DATA FOR ANALYSIS ::
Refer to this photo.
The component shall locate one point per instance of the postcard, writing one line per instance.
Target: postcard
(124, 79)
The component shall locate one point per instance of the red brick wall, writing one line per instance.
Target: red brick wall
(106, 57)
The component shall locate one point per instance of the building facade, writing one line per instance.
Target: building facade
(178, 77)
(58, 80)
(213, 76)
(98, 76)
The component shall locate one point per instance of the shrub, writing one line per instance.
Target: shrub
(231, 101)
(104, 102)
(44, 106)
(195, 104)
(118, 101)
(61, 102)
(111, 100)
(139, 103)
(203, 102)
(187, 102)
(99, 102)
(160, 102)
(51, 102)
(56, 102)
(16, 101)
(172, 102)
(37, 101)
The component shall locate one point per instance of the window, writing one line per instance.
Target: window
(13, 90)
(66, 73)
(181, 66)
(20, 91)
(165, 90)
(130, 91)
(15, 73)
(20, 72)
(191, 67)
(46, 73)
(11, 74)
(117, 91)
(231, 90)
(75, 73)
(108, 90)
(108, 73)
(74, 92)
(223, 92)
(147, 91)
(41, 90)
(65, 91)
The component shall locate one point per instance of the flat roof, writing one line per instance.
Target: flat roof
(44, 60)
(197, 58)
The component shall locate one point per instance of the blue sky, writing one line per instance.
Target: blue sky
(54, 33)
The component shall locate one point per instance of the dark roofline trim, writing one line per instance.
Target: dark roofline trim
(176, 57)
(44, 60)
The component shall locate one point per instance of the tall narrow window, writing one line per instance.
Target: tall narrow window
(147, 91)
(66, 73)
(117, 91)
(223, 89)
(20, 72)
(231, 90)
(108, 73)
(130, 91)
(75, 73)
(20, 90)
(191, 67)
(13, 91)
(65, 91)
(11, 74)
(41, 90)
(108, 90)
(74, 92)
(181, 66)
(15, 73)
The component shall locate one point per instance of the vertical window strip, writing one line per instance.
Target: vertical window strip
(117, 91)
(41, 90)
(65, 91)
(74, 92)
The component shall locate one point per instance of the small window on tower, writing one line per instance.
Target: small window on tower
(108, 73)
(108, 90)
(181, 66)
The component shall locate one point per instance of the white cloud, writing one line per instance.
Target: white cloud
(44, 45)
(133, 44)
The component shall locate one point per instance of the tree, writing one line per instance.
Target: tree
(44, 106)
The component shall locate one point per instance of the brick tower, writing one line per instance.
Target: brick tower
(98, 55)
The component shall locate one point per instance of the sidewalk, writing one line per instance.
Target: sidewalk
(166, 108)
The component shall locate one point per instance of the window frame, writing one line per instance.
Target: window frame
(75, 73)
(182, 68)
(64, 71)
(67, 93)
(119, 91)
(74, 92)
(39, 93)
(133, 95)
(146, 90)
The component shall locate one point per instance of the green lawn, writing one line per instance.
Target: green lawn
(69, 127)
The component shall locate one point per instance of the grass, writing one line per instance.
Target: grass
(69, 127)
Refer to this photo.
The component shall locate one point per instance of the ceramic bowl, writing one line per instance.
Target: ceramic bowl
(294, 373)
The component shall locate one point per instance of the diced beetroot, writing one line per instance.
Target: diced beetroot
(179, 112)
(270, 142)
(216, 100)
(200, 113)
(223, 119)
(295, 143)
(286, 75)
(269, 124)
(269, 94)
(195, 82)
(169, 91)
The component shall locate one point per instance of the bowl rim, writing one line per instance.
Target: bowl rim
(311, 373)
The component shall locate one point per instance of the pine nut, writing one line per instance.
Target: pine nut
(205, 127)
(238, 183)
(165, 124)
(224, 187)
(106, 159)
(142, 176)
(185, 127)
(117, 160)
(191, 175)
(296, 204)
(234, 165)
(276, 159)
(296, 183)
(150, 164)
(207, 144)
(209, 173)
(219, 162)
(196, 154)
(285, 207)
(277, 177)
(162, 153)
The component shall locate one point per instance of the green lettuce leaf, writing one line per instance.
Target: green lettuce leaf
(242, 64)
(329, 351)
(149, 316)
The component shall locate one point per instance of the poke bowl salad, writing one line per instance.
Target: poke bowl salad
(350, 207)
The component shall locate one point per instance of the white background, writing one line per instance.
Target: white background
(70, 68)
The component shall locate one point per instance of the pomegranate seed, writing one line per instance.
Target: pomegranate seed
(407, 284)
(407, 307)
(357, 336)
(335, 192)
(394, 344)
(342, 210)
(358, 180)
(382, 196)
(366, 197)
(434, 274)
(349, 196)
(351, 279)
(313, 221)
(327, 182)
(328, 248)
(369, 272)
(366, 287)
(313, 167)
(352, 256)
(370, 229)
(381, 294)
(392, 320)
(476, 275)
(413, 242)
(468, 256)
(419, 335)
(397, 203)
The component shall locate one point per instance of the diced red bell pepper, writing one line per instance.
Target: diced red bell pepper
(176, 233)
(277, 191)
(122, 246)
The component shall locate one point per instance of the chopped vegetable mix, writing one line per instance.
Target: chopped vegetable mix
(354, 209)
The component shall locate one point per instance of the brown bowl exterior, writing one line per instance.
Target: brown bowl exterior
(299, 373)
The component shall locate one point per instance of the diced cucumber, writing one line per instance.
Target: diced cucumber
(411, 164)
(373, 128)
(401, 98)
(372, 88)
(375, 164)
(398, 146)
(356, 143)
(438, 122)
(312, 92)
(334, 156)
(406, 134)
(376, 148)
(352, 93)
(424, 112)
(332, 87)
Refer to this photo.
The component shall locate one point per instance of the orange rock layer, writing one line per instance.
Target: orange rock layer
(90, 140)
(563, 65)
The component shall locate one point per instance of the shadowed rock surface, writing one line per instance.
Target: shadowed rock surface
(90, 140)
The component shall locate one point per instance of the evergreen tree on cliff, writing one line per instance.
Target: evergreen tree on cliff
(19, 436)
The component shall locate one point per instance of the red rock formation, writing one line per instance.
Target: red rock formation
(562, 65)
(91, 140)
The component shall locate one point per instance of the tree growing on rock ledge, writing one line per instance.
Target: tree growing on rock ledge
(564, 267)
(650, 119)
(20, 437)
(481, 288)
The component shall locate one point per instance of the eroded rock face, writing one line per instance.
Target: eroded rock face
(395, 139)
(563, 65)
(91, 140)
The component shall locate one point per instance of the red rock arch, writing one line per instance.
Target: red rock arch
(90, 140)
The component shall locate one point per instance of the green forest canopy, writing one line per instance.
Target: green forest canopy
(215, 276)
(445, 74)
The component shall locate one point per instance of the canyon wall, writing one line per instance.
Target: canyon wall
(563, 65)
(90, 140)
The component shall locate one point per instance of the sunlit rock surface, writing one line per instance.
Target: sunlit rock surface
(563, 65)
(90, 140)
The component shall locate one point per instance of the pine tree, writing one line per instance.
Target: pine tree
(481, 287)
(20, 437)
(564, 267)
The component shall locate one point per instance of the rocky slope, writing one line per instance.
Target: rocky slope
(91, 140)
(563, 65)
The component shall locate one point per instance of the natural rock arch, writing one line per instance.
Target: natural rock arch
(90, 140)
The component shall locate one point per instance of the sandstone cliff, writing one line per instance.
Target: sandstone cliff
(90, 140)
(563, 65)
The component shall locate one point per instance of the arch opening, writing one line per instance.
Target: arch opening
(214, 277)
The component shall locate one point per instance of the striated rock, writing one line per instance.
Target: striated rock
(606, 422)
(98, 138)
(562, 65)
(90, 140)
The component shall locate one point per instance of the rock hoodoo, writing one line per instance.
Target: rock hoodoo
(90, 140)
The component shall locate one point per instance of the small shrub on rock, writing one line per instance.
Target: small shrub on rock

ASSIGNMENT ::
Within the data above, the lines from the one with "Target: window frame" to the one with "nut, writing one line per instance." must be repeated exactly; no other line belongs in the answer.

FINAL ANSWER ::
Target: window frame
(75, 73)
(182, 68)
(64, 71)
(67, 93)
(119, 91)
(74, 92)
(39, 93)
(133, 95)
(146, 90)
The component shall locate one point per instance of the green lawn, writing one line per instance.
Target: green lawn
(69, 127)
The component shall locate one point per instance of the grass, writing one line per instance.
Target: grass
(69, 127)
Refer to this photo.
The component shall locate one point per instance of the ceramic bowl, writing one line per instance.
Target: ceramic bowl
(294, 373)
The component shall locate one point per instance of the diced beetroot, writing one line per instance.
Target: diced beetroot
(179, 112)
(270, 142)
(216, 100)
(200, 113)
(223, 119)
(295, 143)
(286, 75)
(269, 124)
(269, 94)
(195, 82)
(169, 91)
The component shall locate one point per instance of the bowl rim, writing one line per instance.
Target: bowl rim
(311, 373)
The component shall locate one point per instance of the pine nut, writing one line per instance.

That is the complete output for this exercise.